__EXERCICE__: Poursuivez le texte sur les débuts du rock à la télévision française en reprenant juste après sa dernière phrase.

__TEXTE CHOISI__:
- - -

Programme de Bouton rouge (février 1968) découpé dans un vieux Télé 7 jours (site Gonzaï).

Après la presse spécialisée et la radio, passons à la télé pour un dernier passage en revue. Le rock a mis longtemps à avoir une fenêtre à la télévision française. D’Albert Raisner, qu’on peut considérer comme le pionnier, jusqu’aux chaînes spécialisées actuelles, un petit tour – nostalgique comme toujours – sur ces étranges lucarnes qui parfois nous montraient et nous faisaient entendre nos pop stars favorites. Lors, nos yeux ne faisaient plus qu’un avec l’image renvoyée par l’écran de notre téléviseur. « Got a T.V eye on you !», comme hurlait Iggy Pop.

Tout commence à l’automne 1963 avec l’harmoniciste du trio Raisner, Albert de son prénom. Les émissions, dans le droit fil de Salut les copains (le magazine et l’émission de radio), sont enregistrées au Moulin de la galette et des jeunes gens des deux sexes entourent l’animateur et ses invités dans une sorte de petit cirque où la piste accueille les étoiles. Des chanteurs et chanteuses yéyé pour la plupart, et parfois quelques bonnes surprises avec des actualités venues de Londres où on peut voir les Beatles à leur descente d’hélicoptère ou les Rolling Stones hystérisant les petites filles. Entre chaque séquence, Albert Raisner nous joue un petit air d’harmonica et tout le monde est content. Rien de bien méchant cela dit, c’est encore l’ORTF et le ministre de l’information, parfois alerté par Mme Yvonne De Gaulle, veille. C’est Âge tendre et tête de bois, d’après le titre d’une chanson de Bécaud, qui va durer jusqu’en 1966, jusqu’au crépuscule des idoles yéyé.

- - -

__DONNÉES EXTRAITES__:
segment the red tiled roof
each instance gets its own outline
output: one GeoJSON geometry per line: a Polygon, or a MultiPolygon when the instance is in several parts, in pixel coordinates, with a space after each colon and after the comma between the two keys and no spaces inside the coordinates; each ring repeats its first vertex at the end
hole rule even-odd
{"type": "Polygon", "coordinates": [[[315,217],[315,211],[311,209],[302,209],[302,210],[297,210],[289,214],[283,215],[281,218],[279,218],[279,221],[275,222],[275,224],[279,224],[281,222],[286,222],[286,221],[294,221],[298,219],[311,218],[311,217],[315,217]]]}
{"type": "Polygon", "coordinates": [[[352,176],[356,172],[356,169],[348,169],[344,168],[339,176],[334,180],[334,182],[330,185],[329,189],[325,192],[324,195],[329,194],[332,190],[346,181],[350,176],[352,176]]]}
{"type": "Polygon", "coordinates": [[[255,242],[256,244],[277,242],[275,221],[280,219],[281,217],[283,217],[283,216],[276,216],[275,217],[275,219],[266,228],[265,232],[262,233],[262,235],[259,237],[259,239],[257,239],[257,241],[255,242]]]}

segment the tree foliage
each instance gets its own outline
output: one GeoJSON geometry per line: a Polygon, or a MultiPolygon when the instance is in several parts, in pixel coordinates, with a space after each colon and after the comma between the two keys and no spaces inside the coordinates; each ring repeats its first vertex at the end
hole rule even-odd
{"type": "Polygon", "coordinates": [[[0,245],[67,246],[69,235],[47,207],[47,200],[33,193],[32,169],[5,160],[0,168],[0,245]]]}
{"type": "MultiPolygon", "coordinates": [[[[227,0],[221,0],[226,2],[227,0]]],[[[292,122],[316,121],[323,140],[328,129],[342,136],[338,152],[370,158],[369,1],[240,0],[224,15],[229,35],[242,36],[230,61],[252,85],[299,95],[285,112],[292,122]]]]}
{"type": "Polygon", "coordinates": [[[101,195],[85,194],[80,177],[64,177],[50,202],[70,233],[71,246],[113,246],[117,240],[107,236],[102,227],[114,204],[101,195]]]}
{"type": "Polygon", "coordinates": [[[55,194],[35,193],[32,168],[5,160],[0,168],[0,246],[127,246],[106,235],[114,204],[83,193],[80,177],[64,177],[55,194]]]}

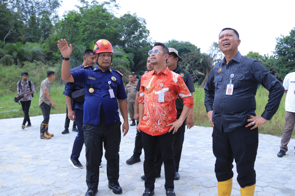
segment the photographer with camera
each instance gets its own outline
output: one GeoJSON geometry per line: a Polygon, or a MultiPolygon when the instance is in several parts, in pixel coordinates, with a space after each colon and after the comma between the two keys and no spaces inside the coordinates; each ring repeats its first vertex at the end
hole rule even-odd
{"type": "Polygon", "coordinates": [[[22,125],[22,128],[24,129],[25,127],[29,127],[31,126],[30,117],[29,115],[29,110],[31,105],[31,101],[34,96],[35,92],[34,83],[32,81],[28,80],[28,74],[26,71],[22,72],[22,78],[20,81],[17,82],[17,95],[16,97],[17,98],[23,95],[24,97],[20,99],[20,103],[22,104],[22,110],[24,114],[24,121],[22,125]],[[28,124],[25,126],[26,123],[28,124]]]}

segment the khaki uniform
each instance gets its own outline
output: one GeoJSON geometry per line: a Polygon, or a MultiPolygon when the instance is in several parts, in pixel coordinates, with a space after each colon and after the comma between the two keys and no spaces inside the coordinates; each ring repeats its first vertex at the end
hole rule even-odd
{"type": "Polygon", "coordinates": [[[135,98],[136,96],[136,87],[138,80],[135,81],[132,84],[129,82],[126,85],[125,90],[127,96],[127,103],[128,104],[128,110],[129,111],[130,118],[134,119],[134,108],[135,108],[135,98]]]}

- - -

__RÉPONSE__:
En 1967, on aura aussi dans le genre Rosko, le président, dans une émission qui se veut plus résolument rock, Start, présentée avec Annick Beauchamp. Elle sera remplacée par Drucker et son lamentable Tilt, sur ordre de tante Yvonne que les harangues et la vantardise de l’américain indisposaient.

À la même époque, on a aussi Dim Dam Dom, de Daisy de Galard (la femme d’Hector, directeur du Nouvel Observateur), toujours sur la deuxième chaîne. Pas vraiment rock, mais on peut y voir quand même les Who en studio enregistrer leur « Pictures Of Lily » ou encore les Bee Gees dans les rues de Londres chantant leur « Holiday ». Pas si mal.

Toujours sur l’ORTF, c’est Pierre Lattès qui prend la suite avec Bouton rouge. La première a lieu à l’automne 1966 et n’a guère de points communs avec Âge tendre, et Lattès n’est pas Raisner. Plutôt un intello passionné de son et de jazz. Son émission est produite par les directeurs des programmes de l’époque, André Harris et Alain de Sédouy, et on peut y voir, la première année, les Yardbirds, le Jefferson Airplane ou Ronnie Bird mis en scène par Philippe Garrel. La deuxième saison sera encore plus riche, avec Pink Floyd, Soft Machine, Julie Driscoll et Brian Auger, John Mayall, Zappa ou Beefheart, d’autant que Lattès n’hésite pas à convoquer des vieux bluesmen de passage à Paris, comme Champion Jack Dupree ou T. Bone Walker. La formule est simple : un groupe en studio, pas de spectateurs et Lattès qui triture ses consoles et manipule la table de mixage. Il sera aussi producteur, notamment pour le Gong de David Allen (Camembert électrique), et devra mettre un terme à son émission en Mai 1968, après un coup de torchon sur la télévision donné par une nouvelle direction aux ordres (de Peyrefitte).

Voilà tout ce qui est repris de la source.